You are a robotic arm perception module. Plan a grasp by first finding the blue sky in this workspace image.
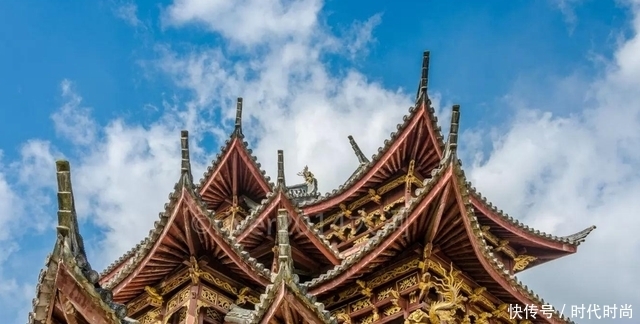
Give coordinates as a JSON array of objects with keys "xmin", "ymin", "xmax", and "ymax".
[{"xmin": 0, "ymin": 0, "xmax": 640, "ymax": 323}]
---
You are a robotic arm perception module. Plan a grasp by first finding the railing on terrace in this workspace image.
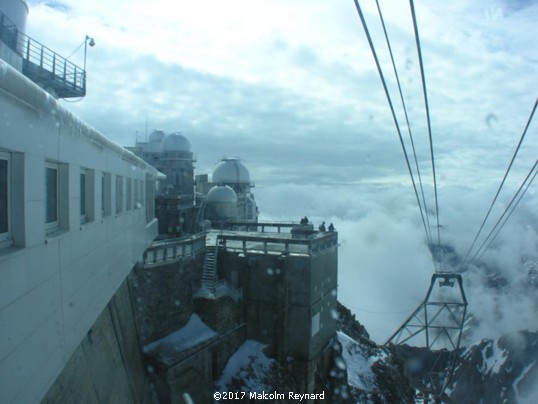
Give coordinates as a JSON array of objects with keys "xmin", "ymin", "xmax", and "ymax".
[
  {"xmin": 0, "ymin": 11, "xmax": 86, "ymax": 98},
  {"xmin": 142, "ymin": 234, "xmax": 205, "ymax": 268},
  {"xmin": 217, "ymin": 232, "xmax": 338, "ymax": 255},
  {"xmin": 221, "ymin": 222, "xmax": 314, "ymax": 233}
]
---
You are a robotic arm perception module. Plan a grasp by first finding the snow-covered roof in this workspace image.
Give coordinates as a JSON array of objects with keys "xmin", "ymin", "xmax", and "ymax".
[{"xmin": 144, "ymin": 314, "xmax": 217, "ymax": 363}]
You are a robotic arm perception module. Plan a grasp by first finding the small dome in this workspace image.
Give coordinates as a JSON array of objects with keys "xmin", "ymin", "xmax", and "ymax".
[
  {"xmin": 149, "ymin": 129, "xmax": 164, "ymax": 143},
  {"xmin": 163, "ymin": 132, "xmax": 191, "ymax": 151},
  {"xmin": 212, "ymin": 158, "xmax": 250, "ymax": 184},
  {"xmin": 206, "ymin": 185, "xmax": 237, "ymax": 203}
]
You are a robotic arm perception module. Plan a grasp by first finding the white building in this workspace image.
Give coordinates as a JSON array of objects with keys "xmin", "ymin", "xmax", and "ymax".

> **Exercise description**
Find each line in the entries above that contains the word "robotic", and copy those lines.

> **Output of the exercise**
You are a robotic arm perception module. Plan a grasp by first finding the blue sky in this workspace image.
You are a robotic arm perception module. Plan a grasp by first finding the railing on terrace in this workspace image.
You are a robotic arm perception module. Plan a grasp by first finding the snow-covered roof in this workspace image.
You are a robotic arm perception module. Plan a grasp by first finding the small dome in this workspace image.
You are a robotic arm perception module. Plan a grasp by first finding the white building in this workspace image.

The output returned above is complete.